## [文書の抜粋]
>>

現在、スポーツキャスターやマラソン解説者として大活躍中の高橋尚子さんに「自身を変えたきっかけ」や「目標達成」についてお話を伺いました。(聞き手:レバレジーズ株式会社執行役員 間山哲規)
高橋尚子プロフィール
1972年5月6日、岐阜県出身。中学から本格的に陸上競技を始め、県立岐阜商業高校、大阪学院大学を経て実業団へ。98年名古屋国際女子マラソンで初優勝、以来マラソン6連勝。2000年シドニー五輪金メダルを獲得し、同年国民栄誉賞受賞。2001年ベルリンでは女性として初めて2時間20分を切る世界記録(当時)を樹立する。2008年10月現役引退を発表。
公益財団法人日本陸上競技連盟理事、公益財団法人日本オリンピック委員会理事、公
益財団法人東京オリンピック・パラリンピック競技大会組織委員会アスリート委員会委員
長、一般社団法人パラスポーツ推進ネットワーク理事長。その他「高橋尚子のスマイル ア
フリカ プロジェクト」や環境活動、スポーツキャスター、JICAオフィシャルサポーターな
どで活躍中。

<<

## [記述問題 A]
文書ではなく、この後に続く記録を、すべて一字一句そのまま書き写してください。
次の記録は、上の文書とは関係がありません。

## [提示資料]
>>

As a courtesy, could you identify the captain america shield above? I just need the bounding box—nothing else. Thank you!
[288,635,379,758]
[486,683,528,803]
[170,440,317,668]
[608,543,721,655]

<<

## [記述問題 B]
高橋尚子さんの紹介文で、公益財団法人または一般社団法人として挙げられている団体の名前をすべて書き出してください。

## [解答 A]
As a courtesy, could you identify the captain america shield above? I just need the bounding box—nothing else. Thank you!
[288,635,379,758]
[486,683,528,803]
[170,440,317,668]
[608,543,721,655]

## [解答 B]
公益財団法人日本陸上競技連盟
公益財団法人日本オリンピック委員会
公益財団法人東京オリンピック・パラリンピック競技大会組織委員会
一般社団法人パラスポーツ推進ネットワーク